====== Data for this task ======
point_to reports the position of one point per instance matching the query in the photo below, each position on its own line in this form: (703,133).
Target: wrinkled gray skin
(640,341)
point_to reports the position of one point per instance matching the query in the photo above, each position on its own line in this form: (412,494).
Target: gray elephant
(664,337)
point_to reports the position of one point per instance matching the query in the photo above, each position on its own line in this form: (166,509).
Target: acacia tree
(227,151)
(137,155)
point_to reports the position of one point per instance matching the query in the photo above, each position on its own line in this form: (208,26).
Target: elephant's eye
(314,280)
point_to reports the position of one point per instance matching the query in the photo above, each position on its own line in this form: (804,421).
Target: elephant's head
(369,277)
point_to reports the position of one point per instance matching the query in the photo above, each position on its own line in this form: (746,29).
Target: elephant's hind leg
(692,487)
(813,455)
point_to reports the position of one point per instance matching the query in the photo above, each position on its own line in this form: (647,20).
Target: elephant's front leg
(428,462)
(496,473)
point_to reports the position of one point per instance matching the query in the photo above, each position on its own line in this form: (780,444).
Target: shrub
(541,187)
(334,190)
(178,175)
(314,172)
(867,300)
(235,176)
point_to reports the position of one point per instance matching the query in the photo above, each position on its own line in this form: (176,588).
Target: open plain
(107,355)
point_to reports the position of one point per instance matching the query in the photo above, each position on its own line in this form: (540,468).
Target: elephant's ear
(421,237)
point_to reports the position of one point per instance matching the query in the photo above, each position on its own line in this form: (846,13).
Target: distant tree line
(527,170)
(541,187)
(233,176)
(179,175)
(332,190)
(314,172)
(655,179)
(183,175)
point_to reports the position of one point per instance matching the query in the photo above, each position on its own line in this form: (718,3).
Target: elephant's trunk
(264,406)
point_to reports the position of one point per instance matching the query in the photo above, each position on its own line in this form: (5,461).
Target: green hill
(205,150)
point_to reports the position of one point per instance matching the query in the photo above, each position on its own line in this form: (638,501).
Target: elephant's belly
======
• **Problem to work on**: Copy the material above, keeping every line exactly as it stands.

• **Response**:
point_to reports the position of one point per instance matching the query in the photo below, each position on its own line in this form: (703,133).
Target: wrinkled gray skin
(640,341)
point_to reports the position of one point per instance matching the query in the photo above, each position on its own line in this form: (412,494).
Target: gray elephant
(664,337)
point_to reports the position of one point per instance matching the query in the photo above, each position on its own line in this form: (166,509).
Target: acacia tree
(227,151)
(137,155)
point_to reports the position of one point per instance matching the query in the photo above, each position on its own line in this form: (208,26).
Target: elephant's eye
(314,280)
point_to reports the position of one point per instance matching the query in the photo above, each position on its own line in this form: (804,421).
Target: elephant's head
(369,277)
point_to reports the position of one point per instance matching the query in the photo above, each position on its own line in this form: (746,29).
Target: elephant's hind leg
(692,487)
(813,455)
point_to reports the position of one point per instance matching the query in the photo above, each position on its own line in this form: (647,20).
Target: elephant's front leg
(428,462)
(496,473)
point_to reports the position of one point per instance matching the query in the photo above, each position on its own line in this form: (780,444).
Target: shrub
(541,187)
(334,190)
(178,175)
(314,172)
(867,300)
(235,176)
point_to reports the position of one point per instance matching the query in the photo above, each position on its own line in this form: (176,588).
Target: open plain
(107,355)
point_to reports the position of one point per instance matching the query in the photo above, each position on its own line in this form: (540,468).
Target: elephant's ear
(421,237)
point_to reports the position of one point per instance matching the query in the photo above, each position on its own line in this form: (846,13).
Target: distant tree line
(527,170)
(541,187)
(233,176)
(179,175)
(332,190)
(314,172)
(655,179)
(183,175)
point_to reports the position of one point per instance matching the query in the photo above, each position on its own line in this form: (718,3).
Target: elephant's trunk
(264,406)
point_to reports the position of one point per instance matching the query in the photo above, each position on its own line in this form: (5,461).
Target: green hill
(205,150)
point_to reports the position of one point per instance matching the query in the photo above, each position on its own line in this form: (638,501).
Target: elephant's belly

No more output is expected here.